■ Task to complete:
The expected output is an exact copy of each line from the line with "point: neck -- one" through the end of the data below, with no pictures in it.

(Stored data)
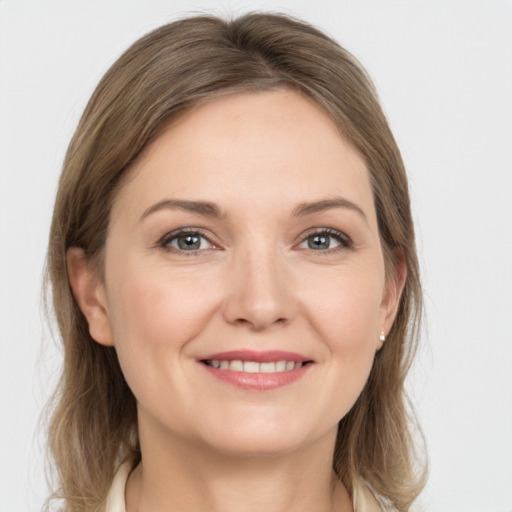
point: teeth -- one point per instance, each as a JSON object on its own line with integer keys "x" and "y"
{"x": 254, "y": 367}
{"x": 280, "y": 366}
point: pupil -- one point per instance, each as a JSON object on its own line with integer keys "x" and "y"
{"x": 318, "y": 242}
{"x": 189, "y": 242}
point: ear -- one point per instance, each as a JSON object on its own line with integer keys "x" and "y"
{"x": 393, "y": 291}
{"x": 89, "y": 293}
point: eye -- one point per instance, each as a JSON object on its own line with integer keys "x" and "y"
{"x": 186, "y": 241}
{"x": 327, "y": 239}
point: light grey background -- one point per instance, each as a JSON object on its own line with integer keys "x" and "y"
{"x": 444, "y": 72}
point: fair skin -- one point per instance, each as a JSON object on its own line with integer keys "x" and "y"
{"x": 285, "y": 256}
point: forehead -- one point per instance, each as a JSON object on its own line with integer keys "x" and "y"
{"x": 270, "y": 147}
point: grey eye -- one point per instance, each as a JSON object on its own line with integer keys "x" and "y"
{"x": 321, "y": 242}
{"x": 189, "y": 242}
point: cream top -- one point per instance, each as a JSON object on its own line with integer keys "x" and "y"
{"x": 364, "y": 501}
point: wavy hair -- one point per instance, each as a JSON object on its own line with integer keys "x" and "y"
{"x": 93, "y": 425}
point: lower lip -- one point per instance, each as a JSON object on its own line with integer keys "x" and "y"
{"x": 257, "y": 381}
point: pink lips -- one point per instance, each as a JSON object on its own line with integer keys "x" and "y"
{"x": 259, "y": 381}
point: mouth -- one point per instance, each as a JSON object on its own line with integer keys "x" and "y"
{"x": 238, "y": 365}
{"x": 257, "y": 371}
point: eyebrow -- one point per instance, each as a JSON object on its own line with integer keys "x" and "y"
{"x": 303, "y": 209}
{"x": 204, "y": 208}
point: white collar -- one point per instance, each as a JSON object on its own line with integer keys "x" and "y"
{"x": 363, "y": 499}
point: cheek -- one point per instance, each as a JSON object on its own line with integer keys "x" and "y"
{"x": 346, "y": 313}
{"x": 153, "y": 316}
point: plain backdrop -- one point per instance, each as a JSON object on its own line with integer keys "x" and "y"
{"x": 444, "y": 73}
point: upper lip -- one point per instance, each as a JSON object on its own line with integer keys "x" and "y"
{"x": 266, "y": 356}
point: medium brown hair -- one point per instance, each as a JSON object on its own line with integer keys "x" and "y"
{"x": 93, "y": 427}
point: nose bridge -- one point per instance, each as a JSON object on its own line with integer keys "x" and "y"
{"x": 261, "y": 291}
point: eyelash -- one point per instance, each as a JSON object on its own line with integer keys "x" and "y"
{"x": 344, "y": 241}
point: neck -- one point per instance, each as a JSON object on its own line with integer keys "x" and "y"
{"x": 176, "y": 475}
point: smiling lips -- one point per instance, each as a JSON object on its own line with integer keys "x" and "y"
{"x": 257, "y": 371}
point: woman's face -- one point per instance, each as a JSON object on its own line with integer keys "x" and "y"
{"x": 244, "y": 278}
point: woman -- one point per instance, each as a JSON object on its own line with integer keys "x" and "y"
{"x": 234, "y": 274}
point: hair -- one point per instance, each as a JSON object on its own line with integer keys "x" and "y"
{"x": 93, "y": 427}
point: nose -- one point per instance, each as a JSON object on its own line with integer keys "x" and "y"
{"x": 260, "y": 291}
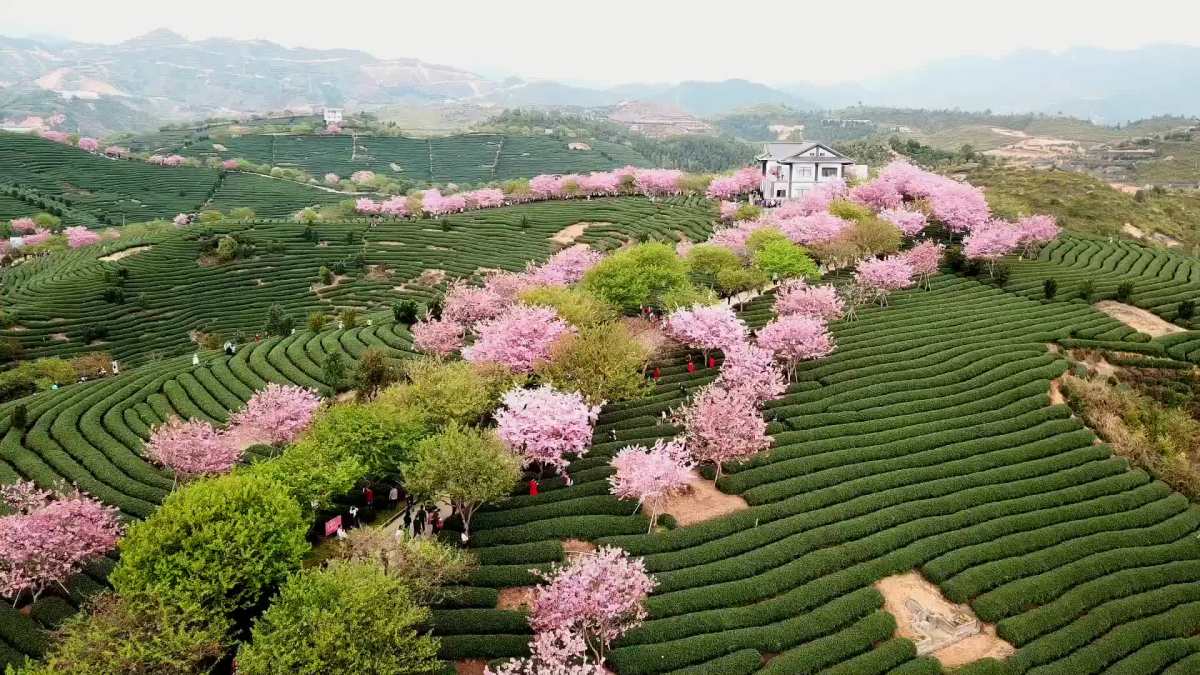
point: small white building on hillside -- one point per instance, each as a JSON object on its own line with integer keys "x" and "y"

■ Finished task:
point: neck -- one point per instance, each as a JSON object on its own line with integer keys "x" and "y"
{"x": 176, "y": 475}
point: smiling lips -- one point per instance, each as a JSON object on its own line with integer keys "x" and "y"
{"x": 257, "y": 371}
point: woman's face -- one point per instance, each as a JSON object on its own line with integer keys "x" and "y"
{"x": 244, "y": 278}
point: woman -- one point per instance, each as a JSON object on its own line with integer keys "x" and "y"
{"x": 234, "y": 274}
point: hair -- one point per instance, each as a JSON object on its own line with integer keys "x" and "y"
{"x": 93, "y": 427}
point: nose -- one point per instance, each as a JSON object on its own line with integer keys "x" and "y"
{"x": 260, "y": 291}
point: small white building on hillside -- one point per instance, each as a JSON object on its own line with integer keys "x" and "y"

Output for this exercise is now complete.